**EXERCISE GOAL**
Transcribe all records exactly.

(Excerpt from a dataset)
[Start]

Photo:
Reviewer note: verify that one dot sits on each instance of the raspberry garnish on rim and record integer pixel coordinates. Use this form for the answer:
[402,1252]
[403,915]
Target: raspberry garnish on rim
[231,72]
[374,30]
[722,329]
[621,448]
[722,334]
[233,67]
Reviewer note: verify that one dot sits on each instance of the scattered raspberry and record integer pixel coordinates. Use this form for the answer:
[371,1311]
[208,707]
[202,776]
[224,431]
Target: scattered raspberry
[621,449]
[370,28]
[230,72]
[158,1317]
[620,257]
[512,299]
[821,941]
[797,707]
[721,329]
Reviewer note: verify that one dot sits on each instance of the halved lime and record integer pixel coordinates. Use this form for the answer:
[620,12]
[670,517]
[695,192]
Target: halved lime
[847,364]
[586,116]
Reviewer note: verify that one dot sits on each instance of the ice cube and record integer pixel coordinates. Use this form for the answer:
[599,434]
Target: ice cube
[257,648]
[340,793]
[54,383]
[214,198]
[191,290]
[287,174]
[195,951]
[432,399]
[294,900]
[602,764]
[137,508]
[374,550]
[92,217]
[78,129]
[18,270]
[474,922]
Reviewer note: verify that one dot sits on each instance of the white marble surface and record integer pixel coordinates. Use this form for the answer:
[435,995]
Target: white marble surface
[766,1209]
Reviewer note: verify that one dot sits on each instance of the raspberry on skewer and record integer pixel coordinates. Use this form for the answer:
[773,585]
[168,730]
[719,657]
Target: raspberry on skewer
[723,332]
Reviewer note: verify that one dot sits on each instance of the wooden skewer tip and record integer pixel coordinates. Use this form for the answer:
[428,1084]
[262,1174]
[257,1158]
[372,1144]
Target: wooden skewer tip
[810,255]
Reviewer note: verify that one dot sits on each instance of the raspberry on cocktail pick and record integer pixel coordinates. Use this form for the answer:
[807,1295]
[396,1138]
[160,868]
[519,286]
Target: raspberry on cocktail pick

[End]

**WRITTEN ANSWER**
Photo:
Reviewer note: verify that one dot sits on each instance of the raspberry garnish on rim and record integer pixel coordinates. Use this form for the answer:
[402,1252]
[403,915]
Target: raspberry garnish on rim
[231,72]
[374,30]
[722,329]
[621,448]
[722,334]
[233,67]
Reviewer note: verify that one dot sits on each instance of the scattered raspberry and record integer pixel coordinates. Use this form for the answer:
[371,1311]
[208,707]
[202,776]
[224,431]
Target: scattered raspberry
[621,449]
[370,28]
[230,72]
[158,1317]
[620,257]
[512,299]
[821,941]
[797,707]
[721,329]
Reviewer note: verify that one dot sits on each instance of the halved lime and record integer pixel coordinates. Use this form for the answer:
[620,12]
[670,517]
[695,192]
Target: halved lime
[847,364]
[586,116]
Reviewer note: verify that one dot sits on each instance of the ice cube and record integer pixel coordinates. Use this form for the answer:
[599,434]
Target: ice cube
[257,648]
[340,793]
[54,383]
[214,198]
[191,290]
[287,174]
[195,951]
[432,399]
[294,900]
[602,764]
[137,508]
[374,550]
[92,217]
[78,129]
[18,270]
[474,922]
Reviewer note: verify that one dot sits on each instance of the white marble surface and record integer pixel coordinates. Use this form for the answer:
[435,995]
Target: white marble surface
[766,1209]
Reviewer note: verify that one dot sits on each instance of the raspberry on skewer and record integer pixel coordinates. Use this form for the answer:
[773,585]
[168,730]
[719,657]
Target: raspberry on skewer
[723,332]
Reviewer note: verify that one dot sits on each instance of the wooden skewer tip and record integer pixel coordinates. Use this form for the answer:
[428,1084]
[262,1174]
[257,1158]
[372,1144]
Target: wooden skewer tip
[810,255]
Reviewer note: verify that one dot sits on each instance of the raspberry on cocktail pick and record integer pixel coordinates. Use this form for the answer:
[807,1295]
[396,1138]
[160,868]
[519,286]
Target: raspberry on cocktail pick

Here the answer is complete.